## Instruction
Send each entry back exactly as given, pictures excluded.

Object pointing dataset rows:

* * *

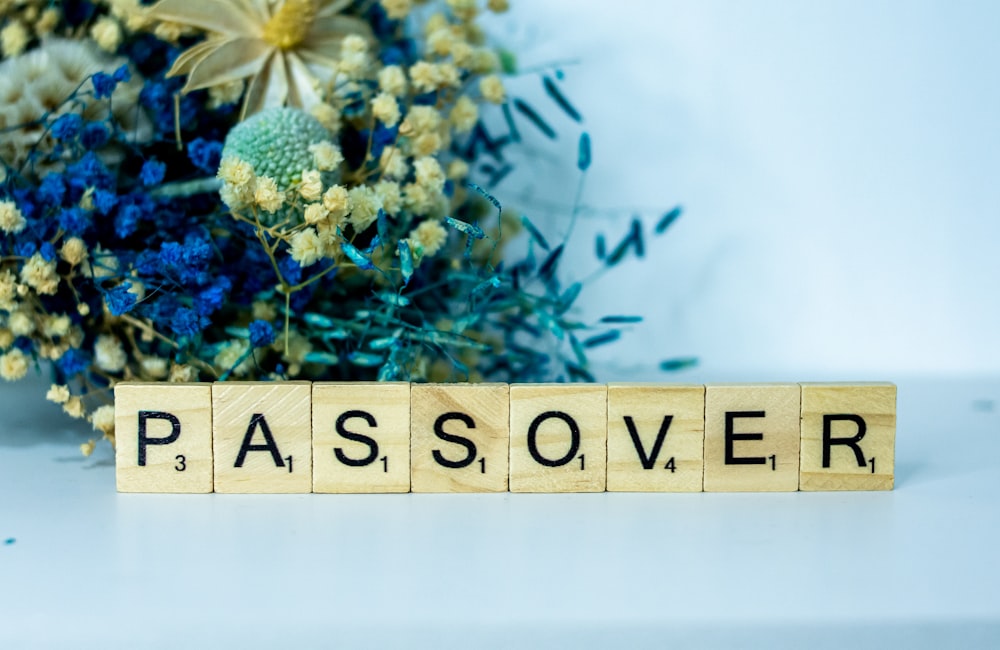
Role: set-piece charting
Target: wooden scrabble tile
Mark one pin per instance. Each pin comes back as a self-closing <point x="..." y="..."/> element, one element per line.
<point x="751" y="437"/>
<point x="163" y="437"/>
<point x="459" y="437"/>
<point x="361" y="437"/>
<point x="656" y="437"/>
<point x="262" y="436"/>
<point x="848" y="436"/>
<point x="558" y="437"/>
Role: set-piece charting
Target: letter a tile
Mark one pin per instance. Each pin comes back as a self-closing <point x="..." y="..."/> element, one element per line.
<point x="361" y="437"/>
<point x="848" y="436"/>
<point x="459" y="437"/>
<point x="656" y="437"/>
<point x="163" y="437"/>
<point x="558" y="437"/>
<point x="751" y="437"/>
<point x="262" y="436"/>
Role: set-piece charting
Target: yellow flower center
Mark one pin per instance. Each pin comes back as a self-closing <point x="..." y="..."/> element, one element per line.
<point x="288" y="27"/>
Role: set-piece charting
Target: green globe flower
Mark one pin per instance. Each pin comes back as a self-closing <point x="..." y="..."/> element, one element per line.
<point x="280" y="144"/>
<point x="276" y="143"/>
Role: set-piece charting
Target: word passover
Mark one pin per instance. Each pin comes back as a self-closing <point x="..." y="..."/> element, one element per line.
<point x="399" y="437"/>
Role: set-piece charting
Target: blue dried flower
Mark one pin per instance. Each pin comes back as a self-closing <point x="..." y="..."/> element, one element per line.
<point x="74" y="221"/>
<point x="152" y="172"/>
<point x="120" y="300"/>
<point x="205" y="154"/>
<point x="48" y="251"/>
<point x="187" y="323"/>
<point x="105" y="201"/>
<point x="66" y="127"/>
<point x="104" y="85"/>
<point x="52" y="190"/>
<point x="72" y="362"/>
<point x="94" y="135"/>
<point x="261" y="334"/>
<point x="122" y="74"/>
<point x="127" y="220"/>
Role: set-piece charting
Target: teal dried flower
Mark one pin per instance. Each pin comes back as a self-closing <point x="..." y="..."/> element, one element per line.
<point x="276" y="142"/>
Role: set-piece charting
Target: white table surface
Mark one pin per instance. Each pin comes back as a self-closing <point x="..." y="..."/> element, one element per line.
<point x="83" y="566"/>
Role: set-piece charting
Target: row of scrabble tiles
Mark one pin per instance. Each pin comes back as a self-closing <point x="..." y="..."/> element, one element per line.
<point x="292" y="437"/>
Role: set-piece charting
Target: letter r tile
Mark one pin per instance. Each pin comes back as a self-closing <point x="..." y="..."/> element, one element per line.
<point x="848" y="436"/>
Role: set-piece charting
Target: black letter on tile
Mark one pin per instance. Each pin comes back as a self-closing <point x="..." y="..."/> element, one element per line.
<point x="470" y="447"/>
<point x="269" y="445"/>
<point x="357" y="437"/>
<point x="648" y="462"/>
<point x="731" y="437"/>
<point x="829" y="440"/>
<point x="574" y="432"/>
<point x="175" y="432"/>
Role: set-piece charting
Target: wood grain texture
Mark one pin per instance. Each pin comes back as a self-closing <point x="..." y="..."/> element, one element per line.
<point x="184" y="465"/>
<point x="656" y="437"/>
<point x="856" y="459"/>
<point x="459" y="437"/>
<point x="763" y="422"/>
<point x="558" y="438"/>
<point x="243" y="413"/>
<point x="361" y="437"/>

* * *

## In response
Role: set-piece charting
Target: wooden scrabble tile
Mark one pin per instance. Each pin comes back as a self-closing <point x="..." y="..."/> element, one element per line.
<point x="751" y="437"/>
<point x="163" y="437"/>
<point x="459" y="437"/>
<point x="361" y="437"/>
<point x="656" y="437"/>
<point x="262" y="436"/>
<point x="848" y="436"/>
<point x="558" y="437"/>
Role: set-piece charting
Target: letter a tile
Mark one pin per instance. Each pin comes back as a self-closing <point x="..." y="..."/> element, one element per line.
<point x="361" y="437"/>
<point x="848" y="436"/>
<point x="459" y="437"/>
<point x="656" y="437"/>
<point x="163" y="437"/>
<point x="558" y="437"/>
<point x="751" y="437"/>
<point x="262" y="436"/>
Role: set-piece charting
Target: yellow flower center
Mark one pin per instance. Each pin comes back as a self-closing <point x="..." y="..."/> element, one element per line.
<point x="288" y="27"/>
Role: set-piece charting
Target: green globe flower
Mark one pin per instance. Each pin comes back as a self-closing <point x="..." y="..."/> element, one element per line.
<point x="280" y="144"/>
<point x="276" y="143"/>
Role: set-piece charting
Target: word passover
Mark one pin per instance. Each pin comes back as a self-closing <point x="..." y="..."/> element, one element per line.
<point x="399" y="437"/>
Role: set-piece charting
Target: blue dried flower
Mark one pin per instance. Each pin comes back as a self-closing <point x="..." y="..."/> element, one element per line.
<point x="74" y="221"/>
<point x="152" y="172"/>
<point x="120" y="300"/>
<point x="205" y="154"/>
<point x="48" y="251"/>
<point x="187" y="323"/>
<point x="105" y="201"/>
<point x="66" y="127"/>
<point x="104" y="85"/>
<point x="52" y="190"/>
<point x="72" y="362"/>
<point x="94" y="135"/>
<point x="261" y="334"/>
<point x="122" y="74"/>
<point x="127" y="220"/>
Role: set-piece charting
Target: teal dried flower
Mark one pin per instance. Each pin comes back as a self-closing <point x="..." y="..."/> element, one element per line.
<point x="276" y="142"/>
Role: set-piece charting
Target: white table surface
Mark one pin per instance. Each pin comes back as a self-closing <point x="..." y="..."/> element, one element per line.
<point x="83" y="566"/>
Role: set-piece charting
Target: row of scrabble tiles
Mark one pin per instance. Each pin comes back as a self-closing <point x="..." y="..."/> element, one element per line.
<point x="292" y="437"/>
Role: set-piece charting
Target: letter r tile
Mark one pin per instance. Each pin comes back as a self-closing <point x="..." y="..."/> element, one element per line.
<point x="848" y="436"/>
Role: set-piece charting
Target: black letter on tile
Mark one pin per instance. Each pin comes back as a self-closing <point x="..." y="..."/> element, one element per line.
<point x="470" y="447"/>
<point x="269" y="445"/>
<point x="357" y="437"/>
<point x="648" y="462"/>
<point x="731" y="437"/>
<point x="829" y="440"/>
<point x="574" y="432"/>
<point x="175" y="432"/>
Role: set-piece charting
Target: wood grain texture
Mark one pin per instance. Each pin comes back as a self-closing <point x="..." y="..."/> element, one element per line.
<point x="184" y="465"/>
<point x="656" y="437"/>
<point x="856" y="459"/>
<point x="459" y="437"/>
<point x="763" y="422"/>
<point x="558" y="438"/>
<point x="243" y="413"/>
<point x="361" y="437"/>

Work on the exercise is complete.